#### ЗАДАНИЕ A:
С кем Хардинг регулярно переписывается, согласно тексту о его путешествиях?
#### ЗАДАНИЕ B:
Выпишите из списка все строки со словом «stone», учитывая регистр букв.

#### ИСХОДНЫЙ ТЕКСТ:
'''
Хардинг регулярно переписывается с Годфри, внуком Афунакуа, чтобы справиться о нуждах общины и скоординировать банковские переводы из Соединенных Штатов ее семье. Путешествие, которое началось как тур по красивым местам всего мира, вывело на путь восстановления справедливости и создания уз ответственности между ксенофилом, ставшим интернет-знаменитостью, и жителями деревни в южной части Тихого океана.[239]
В 2012 году Хардинг выпустил четвертое видео, в котором продолжил свое движение от дуракаваляния к ксенофилии. Вначале ролика Мэтт берет уроки танцев на улицах Кигали и Севильи. По мере развития музыкальной темы становится ясно, что Мэтт отошел от первоначальных движений своего незамысловатого танца и теперь повторяет движения за мужчинами в традиционных одеждах в Саудовской пустыне и трясет бедрами с веселыми жителями Порт-о-Пренса. Когда Мэтт пытается вальсировать с нарядно одетой женщиной в Пхеньяне, становится ясно, что танцор из него все еще неважный, зато учить его танцам теперь будет весь мир. Когда толпы танцующих в Каире, Таллине, Хельсинки и Гонконге вскидывают руки верх, повторяя жесты друг друга, логика становится очевидной: Хардинг хочет сделать так, чтобы его друзья по всему миру танцевали вместе.
'''
#### ИСХОДНЫЕ ДАННЫЕ:
'''
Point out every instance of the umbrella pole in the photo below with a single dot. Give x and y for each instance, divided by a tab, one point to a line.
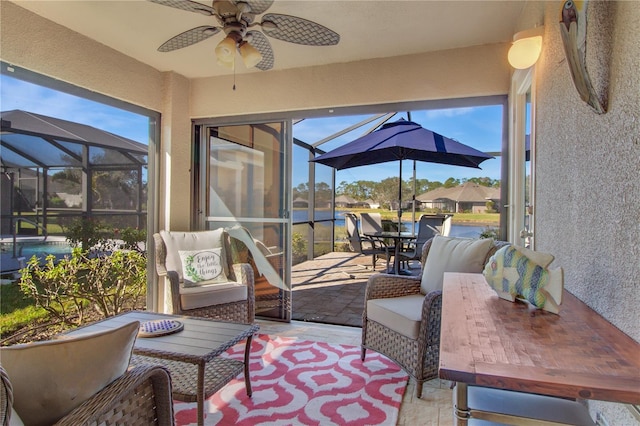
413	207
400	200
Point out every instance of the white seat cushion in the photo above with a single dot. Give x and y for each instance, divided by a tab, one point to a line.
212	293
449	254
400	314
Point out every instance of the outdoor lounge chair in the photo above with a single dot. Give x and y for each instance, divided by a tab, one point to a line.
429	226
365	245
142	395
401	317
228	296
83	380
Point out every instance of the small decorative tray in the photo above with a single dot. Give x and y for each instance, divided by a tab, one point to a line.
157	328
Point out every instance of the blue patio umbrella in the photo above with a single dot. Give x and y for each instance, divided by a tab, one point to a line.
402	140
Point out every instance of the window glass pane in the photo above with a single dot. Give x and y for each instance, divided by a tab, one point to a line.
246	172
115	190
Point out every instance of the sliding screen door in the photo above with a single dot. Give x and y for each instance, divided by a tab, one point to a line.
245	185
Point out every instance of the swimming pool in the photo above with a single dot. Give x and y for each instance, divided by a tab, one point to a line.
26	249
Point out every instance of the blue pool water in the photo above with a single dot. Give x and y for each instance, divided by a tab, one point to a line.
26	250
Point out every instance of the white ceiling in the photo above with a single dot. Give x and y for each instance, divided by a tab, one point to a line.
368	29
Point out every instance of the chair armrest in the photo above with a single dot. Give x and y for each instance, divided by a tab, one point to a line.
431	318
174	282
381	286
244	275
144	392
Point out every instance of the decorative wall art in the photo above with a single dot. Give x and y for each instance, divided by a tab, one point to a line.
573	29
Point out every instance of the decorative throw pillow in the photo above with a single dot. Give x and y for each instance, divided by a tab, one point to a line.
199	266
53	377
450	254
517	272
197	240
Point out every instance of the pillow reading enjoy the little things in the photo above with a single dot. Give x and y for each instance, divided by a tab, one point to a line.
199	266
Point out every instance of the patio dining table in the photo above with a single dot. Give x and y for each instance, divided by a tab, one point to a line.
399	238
'''
'''
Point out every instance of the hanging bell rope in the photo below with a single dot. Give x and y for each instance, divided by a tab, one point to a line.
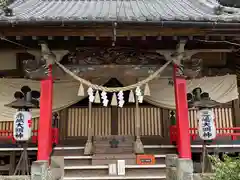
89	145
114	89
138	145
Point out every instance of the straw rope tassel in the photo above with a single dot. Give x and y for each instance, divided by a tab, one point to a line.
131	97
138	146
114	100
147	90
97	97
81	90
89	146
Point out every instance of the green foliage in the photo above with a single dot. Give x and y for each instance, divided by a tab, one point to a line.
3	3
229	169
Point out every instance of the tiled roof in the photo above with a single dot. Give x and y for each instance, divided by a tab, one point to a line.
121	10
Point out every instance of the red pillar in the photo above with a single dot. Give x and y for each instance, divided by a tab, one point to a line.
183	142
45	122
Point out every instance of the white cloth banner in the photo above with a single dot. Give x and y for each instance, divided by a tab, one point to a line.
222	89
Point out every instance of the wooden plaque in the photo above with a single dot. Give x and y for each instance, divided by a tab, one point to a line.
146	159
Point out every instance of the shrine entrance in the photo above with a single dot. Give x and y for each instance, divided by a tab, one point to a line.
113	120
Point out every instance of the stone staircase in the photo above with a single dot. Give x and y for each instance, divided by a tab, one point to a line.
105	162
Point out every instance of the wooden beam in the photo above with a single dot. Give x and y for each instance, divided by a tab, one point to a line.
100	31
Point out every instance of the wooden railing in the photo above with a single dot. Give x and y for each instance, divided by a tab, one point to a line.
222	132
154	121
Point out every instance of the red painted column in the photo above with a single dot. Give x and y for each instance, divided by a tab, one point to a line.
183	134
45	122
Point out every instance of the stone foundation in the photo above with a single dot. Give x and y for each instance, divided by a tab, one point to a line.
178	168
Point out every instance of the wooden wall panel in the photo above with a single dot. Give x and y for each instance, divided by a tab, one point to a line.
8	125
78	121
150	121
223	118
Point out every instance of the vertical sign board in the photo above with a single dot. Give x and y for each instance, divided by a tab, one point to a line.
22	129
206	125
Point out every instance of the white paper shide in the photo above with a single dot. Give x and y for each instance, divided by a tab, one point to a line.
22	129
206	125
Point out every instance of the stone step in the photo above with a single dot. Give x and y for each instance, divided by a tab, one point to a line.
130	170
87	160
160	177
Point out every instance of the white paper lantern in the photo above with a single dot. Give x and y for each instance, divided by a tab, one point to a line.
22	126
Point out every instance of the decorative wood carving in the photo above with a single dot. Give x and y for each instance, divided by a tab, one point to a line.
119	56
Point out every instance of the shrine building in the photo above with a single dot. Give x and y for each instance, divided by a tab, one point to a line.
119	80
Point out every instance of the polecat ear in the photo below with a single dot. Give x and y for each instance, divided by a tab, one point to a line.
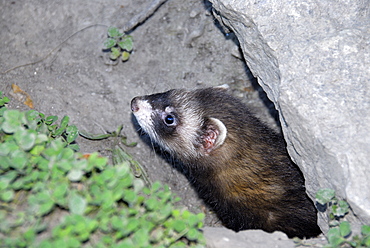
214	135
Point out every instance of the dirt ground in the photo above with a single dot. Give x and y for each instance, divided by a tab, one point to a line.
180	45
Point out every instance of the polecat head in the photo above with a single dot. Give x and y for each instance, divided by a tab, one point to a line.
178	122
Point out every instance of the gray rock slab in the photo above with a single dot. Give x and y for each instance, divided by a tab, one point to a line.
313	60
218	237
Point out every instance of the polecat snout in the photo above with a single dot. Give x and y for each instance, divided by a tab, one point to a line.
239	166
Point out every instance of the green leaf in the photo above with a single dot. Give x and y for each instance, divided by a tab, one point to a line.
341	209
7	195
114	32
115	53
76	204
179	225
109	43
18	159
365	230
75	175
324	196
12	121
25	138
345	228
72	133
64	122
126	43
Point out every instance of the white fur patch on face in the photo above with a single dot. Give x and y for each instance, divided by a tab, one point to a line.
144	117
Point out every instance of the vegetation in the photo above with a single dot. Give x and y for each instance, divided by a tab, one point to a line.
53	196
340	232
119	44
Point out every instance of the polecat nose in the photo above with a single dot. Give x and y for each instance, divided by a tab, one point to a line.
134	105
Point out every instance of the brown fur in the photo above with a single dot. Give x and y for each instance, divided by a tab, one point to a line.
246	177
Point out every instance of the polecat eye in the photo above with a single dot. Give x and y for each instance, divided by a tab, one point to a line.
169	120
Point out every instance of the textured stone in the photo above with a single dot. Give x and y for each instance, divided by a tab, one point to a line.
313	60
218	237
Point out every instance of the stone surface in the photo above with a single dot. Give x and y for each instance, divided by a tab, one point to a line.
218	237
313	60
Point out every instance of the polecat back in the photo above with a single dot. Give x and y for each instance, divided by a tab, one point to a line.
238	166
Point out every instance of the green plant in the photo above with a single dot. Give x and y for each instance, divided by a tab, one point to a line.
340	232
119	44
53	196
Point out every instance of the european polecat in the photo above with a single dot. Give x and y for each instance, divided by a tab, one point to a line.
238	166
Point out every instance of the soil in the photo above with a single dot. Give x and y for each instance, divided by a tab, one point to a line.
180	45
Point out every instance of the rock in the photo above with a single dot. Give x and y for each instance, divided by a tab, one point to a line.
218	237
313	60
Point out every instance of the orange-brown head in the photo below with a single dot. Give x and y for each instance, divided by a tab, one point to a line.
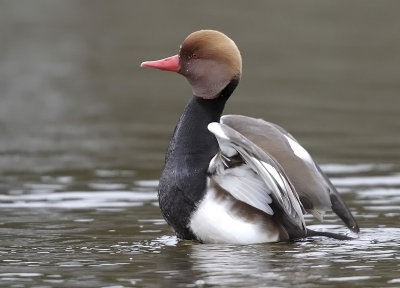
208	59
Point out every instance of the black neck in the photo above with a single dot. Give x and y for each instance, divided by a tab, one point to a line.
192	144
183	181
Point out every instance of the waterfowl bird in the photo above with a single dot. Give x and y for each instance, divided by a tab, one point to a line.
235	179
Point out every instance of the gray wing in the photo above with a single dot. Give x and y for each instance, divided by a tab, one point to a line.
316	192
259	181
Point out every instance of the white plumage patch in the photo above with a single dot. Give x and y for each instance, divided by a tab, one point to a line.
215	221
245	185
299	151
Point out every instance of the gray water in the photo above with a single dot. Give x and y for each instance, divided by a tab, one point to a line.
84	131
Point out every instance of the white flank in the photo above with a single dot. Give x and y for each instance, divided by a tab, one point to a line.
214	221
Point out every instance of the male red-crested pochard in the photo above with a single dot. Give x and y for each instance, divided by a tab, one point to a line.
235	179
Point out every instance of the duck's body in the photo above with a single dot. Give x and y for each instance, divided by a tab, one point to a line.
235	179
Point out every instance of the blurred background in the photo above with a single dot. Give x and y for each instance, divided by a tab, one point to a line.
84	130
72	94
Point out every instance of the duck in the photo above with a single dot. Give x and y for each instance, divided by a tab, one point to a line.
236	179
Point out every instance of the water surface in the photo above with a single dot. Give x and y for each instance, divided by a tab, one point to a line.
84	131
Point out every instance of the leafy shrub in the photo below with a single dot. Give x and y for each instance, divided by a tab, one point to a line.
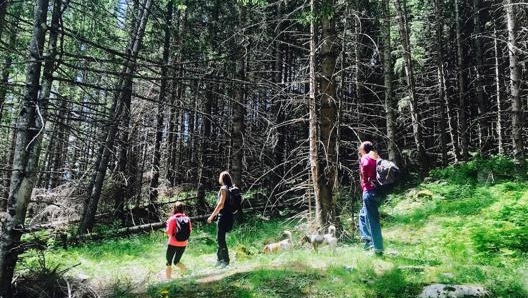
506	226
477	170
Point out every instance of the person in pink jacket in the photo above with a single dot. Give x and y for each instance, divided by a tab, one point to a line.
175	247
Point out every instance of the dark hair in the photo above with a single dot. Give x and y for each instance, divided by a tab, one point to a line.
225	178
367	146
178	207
'''
'''
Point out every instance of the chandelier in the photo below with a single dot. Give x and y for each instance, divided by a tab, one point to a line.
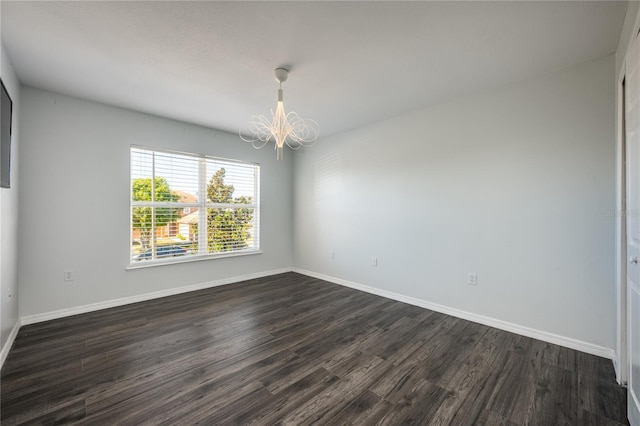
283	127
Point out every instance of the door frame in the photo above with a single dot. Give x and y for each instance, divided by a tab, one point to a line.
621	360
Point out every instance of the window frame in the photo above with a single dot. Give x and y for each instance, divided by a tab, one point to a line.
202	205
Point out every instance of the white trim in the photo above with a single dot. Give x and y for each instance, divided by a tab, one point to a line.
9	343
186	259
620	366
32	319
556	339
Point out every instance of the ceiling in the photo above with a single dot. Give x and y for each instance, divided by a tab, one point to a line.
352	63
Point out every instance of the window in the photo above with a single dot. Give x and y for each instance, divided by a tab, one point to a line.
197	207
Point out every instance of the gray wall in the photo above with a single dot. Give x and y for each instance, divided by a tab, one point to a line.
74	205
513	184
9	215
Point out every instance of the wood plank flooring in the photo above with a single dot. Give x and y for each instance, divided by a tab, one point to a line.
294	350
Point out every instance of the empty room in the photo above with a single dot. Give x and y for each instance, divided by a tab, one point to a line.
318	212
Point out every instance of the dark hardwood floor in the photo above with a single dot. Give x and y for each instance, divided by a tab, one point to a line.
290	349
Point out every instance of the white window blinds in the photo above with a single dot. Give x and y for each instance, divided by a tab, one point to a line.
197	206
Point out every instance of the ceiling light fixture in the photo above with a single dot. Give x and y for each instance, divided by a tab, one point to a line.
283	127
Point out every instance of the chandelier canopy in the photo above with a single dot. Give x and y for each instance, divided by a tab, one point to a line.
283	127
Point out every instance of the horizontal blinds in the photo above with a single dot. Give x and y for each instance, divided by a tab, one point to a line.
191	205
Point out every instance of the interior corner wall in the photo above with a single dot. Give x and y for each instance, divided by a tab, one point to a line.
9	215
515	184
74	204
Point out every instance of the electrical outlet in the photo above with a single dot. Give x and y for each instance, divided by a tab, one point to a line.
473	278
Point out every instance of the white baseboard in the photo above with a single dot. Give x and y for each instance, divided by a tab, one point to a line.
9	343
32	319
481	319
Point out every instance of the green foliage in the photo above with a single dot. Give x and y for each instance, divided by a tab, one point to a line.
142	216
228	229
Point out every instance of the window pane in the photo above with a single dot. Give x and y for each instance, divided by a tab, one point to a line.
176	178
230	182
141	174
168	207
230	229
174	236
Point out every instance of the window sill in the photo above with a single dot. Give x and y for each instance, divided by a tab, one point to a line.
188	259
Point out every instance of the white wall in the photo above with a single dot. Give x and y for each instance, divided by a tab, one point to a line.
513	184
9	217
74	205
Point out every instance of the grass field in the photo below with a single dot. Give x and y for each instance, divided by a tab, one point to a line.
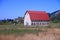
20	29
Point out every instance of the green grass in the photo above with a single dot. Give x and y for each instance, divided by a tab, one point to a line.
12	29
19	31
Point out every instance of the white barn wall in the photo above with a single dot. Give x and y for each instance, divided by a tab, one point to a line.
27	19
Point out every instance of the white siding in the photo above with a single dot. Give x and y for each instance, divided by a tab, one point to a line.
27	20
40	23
'''
#### ОТВЕТ A:
С Годфри, внуком Афунакуа.

#### ОТВЕТ B:
Point out every instance of the stone staircase in the photo above with a single dot. Give x and y for each instance, divided by a tab, one point to a line.
Point out every instance of the stone foundation in the photo above with a single dot. Give x and y for each instance, divided by a tab, one point to a line.
Point out every instance of the stone step in the photo above with a single dot. Give x and y for each instance, divided by a tab, one point to a line.
Point out every instance of the textured stone in the photo above with a single dot. Give x and y for each instance, divided by a tab, one point to a line.
Point out every instance of the stone surface in the photo above with a single dot. Give x and y for each instance, divided by a tab, one point to a line.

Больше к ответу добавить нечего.